═══ Wybrany tekst ═══

BEZ DYSKRYMINACJI: Urząd Ochrony Konkurencji i Konsumentów uznał, że Miasto Stołeczne Warszawa nie nadużyło pozycji dominującej wprowadzając tzw. kartę Warszawiaka. Zdumiewające jest jednak uzasadnienie zawarte w piśmie UOKIK odpowiadające na wniosek Stowarzyszenia Interesu Społecznego. Zdaniem Prezesa UOKIK działaniom Miasta Stołecznego warszawy nie można przypisać charakteru dyskryminującego. Wszyscy konsumenci znajdują się w podobnej sytuacji, a mianowicie rozliczający podatek na terenie m.st. Warszawy są uprawnieni do skorzystania z określonych zniżek. Ponadto w ocenie Prezesa UOKIK podjęte działania są obiektywnie uzasadnione. Konsumenci rozliczający się z podatków  w m st. Warszawie pośrednio uczestniczą w finansowaniu infrastruktury transportowej w tym mieście. Przyznanie im możliwości skorzystania z ulgi nie stanowi zatem nadużycia pozycji dominującej. (pismo UOKIK z dn. 27 lutego 2014 nr RWA-690-301/13/KS). UOKIK ani słowem nie zająknął się w sprawie osób płacących w Warszawie np. podatek rolny (lub np. podatek od nieruchomości), a nie rozliczających się z podatku dochodowego (czy fakt, iż nie są objęci prawem do zniżki nie jest dyskryminacją?). Również nie odniósł się do ewentualnego naruszenia dyrektywy Parlamentu Europejskiego i Rady 2011/98/UE.

BIAŁYSTOK OBNIŻYŁ STAWKI ZA ŚMIECIE OD 1 MARCA:  Złożenie skargi do Wojewódzkiego Sądu Administracyjnego w Białymstoku na uchwały śmieciowe poprzedzone wezwaniem Rady Miasta do usunięcia naruszenia prawa z dnia 12 sierpnia 2013r., pod którym podpisało się kilka tysięcy osób i poparte przez trzy centrale związkowe tj. NSZZ Solidarność, OPZZ, FORUM Związków Zawodowych oraz wszczęcie przez Prezesa Urzędu Ochrony Konkurencji i Konsumentów w dniu 13 listopada 2013r. postępowania wyjaśniającego, które było poprzedzone zawiadomieniem delegatury UOKiK-u w Lublinie o naruszeniu przez Gminę Białystok przepisów ustawy o ochronie konkurencji i konsumentów w postaci stosowania nadmiernie wysokich, a tym samym nieuczciwych opłat za odbiór odpadów komunalnych, sprawiło, że stawki opłat za śmieci w Białymstoku zostały zmienione. Rada Miasta Białegostoku w dniu 20 stycznia 2014r. podjęła uchwałę Nr LIV/629/14 zmieniająca uchwałę w sprawie wyboru metody ustalenia opłaty za gospodarowanie odpadami komunalnymi oraz ustalenia stawki tej opłaty i ustalenia stawki opłaty za pojemnik o określonej pojemności i dokonała korekty podwyżki cen za wywóz śmieci z dnia 1 lipca 2013r. Nowe stawki opłaty za gospodarowanie odpadami komunalnymi wchodzą w życie w dniu 1 marca 2014r. Przykładowo za mieszkanie do 40 m2 nowa stawka za śmiecie selekcjonowane wyniesie 14 zł miesięcznie zamiast dotychczasowych 19 zł. A za mieszkanie do 80 m2 – 26 zł zamiast dotychczasowych 35 zł. Jednak nowe stawki po obniżeniu są wciąż wyższe niż przed reformą. Trzeba także pamiętać, iż mimo dokonanej korekty opłat za odbiór śmieci przez Radę Miejską Białegostoku, ceny są nadal kilkukrotnie wyższe niż w gminach podbiałostockich. Zatem walka Białostoczan o niższe opłaty się na tym nie skończy.

═══

## [Zadanie do wykonania]
Pociągnij dalej tekst o sprawach przed UOKiK od miejsca, w którym się kończy. Lista nie ma nic wspólnego z tekstem o sprawach przed UOKiK.

═══ Dane ═══

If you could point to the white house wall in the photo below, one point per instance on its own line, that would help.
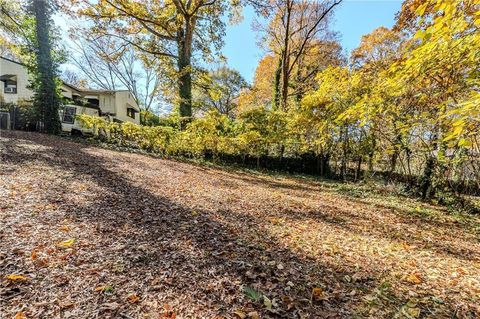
(22, 78)
(124, 100)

═══

## [Odpowiedź]
EGZEKUCJA ABONAMENTOWA ZAWIESZONA: Na początku lutego pani Maria z warszawskiego Żoliborza otrzymała na początku roku wezwanie do uiszczenia abonamentu radiowo-telewizyjnego od 2009 roku. Po otrzymaniu upomnienia przedegzekucyjnego od Poczty Polskiej skierowała 2 wnioski - zgodnie z wzorami rozpowszechnionymi przez Stowarzyszenie Interesu Społecznego "Wieczyste" do KRRiT o umorzenie opłat abonamentowych (jedno dotyczące lata 2009-01/2011) i drugie za kolejne okresy abonamentowe (2011-2013), równocześnie poinformowała o tym fakcie Centrum Obsługi Finansowej Poczty Polskiej. W odpowiedzi Poczta Polska poinformowała, że: w bazie informatycznej abonentów została odnotowana informacja o skierowaniu pisma do KRRiT w Warszawie o umorzenie zaległości. Należy oczekiwać na decyzję w tej sprawie. Koszty wystawionego upomnienia 8,80 zł nie podlegają umorzeniu, należy uregulować je na konto .... 
zob.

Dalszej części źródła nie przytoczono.